| Excerpted passage |
^^^^^^^^^^^^^^^^

If You Choose Not To Disclose
- Know your rights.
- Research whether the organization is required to provide reasonable accommodations.
- Evaluate whether your disability might affect your work performance.
- Review your work performance with your supervisor periodically.
Evaluating Your Workplace
There are different strategies in place for you to evaluate the organization you choose as your workplace. The strategies below should serve as a guide. If you have concerns or further questions, please reach out to a career advisor.
- Does the organization have an ADA or inclusion statement on their website?
- Do the mission and vision of the company align with your values?
- Can you connect with alums or other students who have worked there to get an in-depth look and also conduct an informational interview with current employees?
- Are there public sites (e.g. Glassdoor) where you can research employee reviews?
- Do they have an affinity or resource group?
- Is the organization on Diversity Inc.’s Top 50 or other national lists for their diversity policies and programs? If so, what are the criteria for making the list?

^^^^^^^^^^^^^^^^

| Stored data |
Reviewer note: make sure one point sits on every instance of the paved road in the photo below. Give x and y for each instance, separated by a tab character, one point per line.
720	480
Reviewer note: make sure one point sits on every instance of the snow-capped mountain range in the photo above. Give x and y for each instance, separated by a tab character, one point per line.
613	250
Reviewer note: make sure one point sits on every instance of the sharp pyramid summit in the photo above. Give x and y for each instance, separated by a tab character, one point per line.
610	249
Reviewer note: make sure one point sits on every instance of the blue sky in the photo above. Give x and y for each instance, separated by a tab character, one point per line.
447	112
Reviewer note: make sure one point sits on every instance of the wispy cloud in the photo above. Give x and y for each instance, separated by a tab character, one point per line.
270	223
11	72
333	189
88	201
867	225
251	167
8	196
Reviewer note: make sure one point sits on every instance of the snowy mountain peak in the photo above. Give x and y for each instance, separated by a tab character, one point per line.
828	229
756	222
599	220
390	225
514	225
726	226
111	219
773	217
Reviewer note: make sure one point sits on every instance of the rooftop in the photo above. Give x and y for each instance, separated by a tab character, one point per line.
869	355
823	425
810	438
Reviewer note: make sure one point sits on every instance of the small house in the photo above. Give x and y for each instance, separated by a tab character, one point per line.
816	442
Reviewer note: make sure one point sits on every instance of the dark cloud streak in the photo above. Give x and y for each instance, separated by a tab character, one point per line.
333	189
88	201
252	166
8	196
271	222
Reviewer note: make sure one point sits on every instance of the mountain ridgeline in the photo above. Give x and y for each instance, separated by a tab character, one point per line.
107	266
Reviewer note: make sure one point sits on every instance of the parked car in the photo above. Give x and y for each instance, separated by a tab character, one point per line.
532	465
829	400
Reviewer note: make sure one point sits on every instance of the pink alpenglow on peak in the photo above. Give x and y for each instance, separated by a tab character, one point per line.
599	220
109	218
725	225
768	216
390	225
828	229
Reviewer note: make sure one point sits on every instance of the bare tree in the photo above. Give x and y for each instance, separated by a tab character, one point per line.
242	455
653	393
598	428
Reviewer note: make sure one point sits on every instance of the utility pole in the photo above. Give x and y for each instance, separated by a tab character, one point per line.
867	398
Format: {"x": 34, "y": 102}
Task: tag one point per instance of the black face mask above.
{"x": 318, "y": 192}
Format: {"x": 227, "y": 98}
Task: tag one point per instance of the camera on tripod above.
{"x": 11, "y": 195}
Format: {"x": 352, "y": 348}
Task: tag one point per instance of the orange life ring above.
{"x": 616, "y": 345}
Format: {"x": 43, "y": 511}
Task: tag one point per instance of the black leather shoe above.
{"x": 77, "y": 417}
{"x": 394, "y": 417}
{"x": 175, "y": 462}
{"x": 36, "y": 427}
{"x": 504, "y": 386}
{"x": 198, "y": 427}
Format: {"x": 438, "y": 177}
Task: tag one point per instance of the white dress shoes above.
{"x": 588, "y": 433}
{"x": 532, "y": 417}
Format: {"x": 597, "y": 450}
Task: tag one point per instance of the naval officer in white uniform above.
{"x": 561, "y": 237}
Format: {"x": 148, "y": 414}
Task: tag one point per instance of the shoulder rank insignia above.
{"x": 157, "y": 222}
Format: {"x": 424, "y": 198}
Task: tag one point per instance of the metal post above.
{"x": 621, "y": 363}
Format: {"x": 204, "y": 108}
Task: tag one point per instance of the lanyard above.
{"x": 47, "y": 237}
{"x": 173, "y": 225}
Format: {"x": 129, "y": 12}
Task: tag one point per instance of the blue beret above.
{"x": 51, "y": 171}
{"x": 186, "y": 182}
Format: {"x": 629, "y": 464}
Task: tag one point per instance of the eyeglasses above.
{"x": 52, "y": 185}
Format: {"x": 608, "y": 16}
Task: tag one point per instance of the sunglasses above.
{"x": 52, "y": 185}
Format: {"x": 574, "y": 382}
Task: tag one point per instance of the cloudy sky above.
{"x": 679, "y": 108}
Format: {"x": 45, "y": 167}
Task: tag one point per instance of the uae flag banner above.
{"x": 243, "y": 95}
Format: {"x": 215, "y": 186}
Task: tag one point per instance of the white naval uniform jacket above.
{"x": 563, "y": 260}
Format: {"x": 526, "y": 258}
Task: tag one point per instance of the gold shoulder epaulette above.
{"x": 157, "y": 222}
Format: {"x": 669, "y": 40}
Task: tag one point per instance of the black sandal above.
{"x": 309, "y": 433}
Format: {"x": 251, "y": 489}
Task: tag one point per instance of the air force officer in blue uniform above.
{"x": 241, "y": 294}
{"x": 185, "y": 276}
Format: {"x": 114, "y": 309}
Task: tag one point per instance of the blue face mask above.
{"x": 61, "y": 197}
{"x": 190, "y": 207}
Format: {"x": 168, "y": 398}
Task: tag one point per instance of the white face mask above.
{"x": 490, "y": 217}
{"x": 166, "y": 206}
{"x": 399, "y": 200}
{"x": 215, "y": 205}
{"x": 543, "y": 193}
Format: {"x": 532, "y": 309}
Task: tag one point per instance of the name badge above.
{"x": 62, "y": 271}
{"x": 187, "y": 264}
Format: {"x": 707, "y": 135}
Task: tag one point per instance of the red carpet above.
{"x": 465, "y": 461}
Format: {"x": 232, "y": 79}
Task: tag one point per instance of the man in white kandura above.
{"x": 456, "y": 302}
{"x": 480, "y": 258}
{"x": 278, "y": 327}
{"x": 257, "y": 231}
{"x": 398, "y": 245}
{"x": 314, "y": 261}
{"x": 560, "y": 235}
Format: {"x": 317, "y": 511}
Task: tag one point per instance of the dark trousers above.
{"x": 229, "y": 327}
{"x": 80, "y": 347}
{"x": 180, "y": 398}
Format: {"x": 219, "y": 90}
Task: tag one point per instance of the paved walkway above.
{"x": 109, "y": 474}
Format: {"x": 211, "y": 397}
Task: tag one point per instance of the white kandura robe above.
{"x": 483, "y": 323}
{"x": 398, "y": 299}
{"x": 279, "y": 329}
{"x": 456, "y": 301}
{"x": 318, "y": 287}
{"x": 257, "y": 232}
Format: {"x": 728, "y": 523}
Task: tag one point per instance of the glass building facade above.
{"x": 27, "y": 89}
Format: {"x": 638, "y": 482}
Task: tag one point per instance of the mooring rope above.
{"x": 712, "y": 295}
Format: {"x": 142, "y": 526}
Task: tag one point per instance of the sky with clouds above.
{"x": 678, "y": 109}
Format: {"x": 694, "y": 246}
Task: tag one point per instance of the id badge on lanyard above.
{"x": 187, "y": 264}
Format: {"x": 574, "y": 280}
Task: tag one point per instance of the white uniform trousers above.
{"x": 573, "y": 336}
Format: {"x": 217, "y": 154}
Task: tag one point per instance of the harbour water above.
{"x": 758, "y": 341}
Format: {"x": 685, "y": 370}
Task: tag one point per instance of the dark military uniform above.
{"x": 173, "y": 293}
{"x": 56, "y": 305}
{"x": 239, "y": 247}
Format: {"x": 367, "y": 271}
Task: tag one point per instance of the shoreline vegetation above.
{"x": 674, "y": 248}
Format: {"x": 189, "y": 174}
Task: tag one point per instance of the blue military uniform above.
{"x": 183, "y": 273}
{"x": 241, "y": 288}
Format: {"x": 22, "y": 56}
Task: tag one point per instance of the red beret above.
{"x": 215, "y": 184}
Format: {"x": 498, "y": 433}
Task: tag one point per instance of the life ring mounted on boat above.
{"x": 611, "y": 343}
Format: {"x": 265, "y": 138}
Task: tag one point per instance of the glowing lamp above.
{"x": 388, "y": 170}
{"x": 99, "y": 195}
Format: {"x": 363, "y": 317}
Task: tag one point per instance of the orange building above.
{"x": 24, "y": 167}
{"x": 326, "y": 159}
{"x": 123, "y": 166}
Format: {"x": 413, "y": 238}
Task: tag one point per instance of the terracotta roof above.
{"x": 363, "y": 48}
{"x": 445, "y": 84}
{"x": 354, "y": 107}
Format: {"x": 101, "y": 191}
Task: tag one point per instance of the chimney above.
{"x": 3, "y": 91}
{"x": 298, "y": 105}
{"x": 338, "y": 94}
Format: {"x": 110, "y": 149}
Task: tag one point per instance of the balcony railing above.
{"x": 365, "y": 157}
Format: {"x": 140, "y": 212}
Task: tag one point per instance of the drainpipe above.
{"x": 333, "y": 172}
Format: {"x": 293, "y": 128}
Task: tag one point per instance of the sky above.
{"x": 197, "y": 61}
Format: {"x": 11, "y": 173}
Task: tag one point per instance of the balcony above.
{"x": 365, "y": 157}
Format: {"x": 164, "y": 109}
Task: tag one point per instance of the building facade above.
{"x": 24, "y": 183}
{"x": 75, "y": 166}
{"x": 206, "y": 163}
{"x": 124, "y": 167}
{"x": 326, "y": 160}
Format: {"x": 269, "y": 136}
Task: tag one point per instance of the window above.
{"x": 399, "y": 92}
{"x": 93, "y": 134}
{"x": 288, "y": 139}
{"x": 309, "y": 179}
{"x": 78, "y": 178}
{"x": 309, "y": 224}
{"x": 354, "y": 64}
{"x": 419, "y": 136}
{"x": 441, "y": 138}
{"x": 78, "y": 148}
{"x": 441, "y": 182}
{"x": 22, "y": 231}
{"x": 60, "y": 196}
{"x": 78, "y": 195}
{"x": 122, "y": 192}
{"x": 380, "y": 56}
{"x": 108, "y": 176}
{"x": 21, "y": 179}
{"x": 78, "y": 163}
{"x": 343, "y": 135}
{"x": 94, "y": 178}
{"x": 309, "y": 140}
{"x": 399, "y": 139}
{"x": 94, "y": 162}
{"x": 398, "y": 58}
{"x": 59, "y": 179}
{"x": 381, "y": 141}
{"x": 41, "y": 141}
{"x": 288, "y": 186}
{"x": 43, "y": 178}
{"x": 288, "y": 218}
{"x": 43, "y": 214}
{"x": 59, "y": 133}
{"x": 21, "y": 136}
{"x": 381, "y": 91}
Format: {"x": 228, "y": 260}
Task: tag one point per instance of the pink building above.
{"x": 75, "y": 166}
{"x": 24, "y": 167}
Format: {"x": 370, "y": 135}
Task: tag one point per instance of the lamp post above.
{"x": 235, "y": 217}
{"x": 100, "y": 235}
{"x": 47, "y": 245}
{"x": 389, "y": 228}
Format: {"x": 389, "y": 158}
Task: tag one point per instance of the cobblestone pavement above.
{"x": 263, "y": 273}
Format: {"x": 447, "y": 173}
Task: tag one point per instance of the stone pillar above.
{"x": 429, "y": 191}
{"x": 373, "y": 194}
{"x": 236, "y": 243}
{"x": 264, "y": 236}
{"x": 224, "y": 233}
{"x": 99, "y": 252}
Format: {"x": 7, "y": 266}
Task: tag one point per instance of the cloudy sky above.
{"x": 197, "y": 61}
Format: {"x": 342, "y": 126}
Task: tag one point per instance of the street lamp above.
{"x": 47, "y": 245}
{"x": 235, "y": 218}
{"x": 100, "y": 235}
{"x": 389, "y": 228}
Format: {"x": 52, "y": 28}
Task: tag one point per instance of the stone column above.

^^^^^^^^^^^^^^^^

| Given problem |
Copy out the guidance on disclosure and evaluating a workplace in full, word for word, from its opening heading through its last line.

| Answer to this exercise |
If You Choose Not To Disclose
- Know your rights.
- Research whether the organization is required to provide reasonable accommodations.
- Evaluate whether your disability might affect your work performance.
- Review your work performance with your supervisor periodically.
Evaluating Your Workplace
There are different strategies in place for you to evaluate the organization you choose as your workplace. The strategies below should serve as a guide. If you have concerns or further questions, please reach out to a career advisor.
- Does the organization have an ADA or inclusion statement on their website?
- Do the mission and vision of the company align with your values?
- Can you connect with alums or other students who have worked there to get an in-depth look and also conduct an informational interview with current employees?
- Are there public sites (e.g. Glassdoor) where you can research employee reviews?
- Do they have an affinity or resource group?
- Is the organization on Diversity Inc.’s Top 50 or other national lists for their diversity policies and programs? If so, what are the criteria for making the list?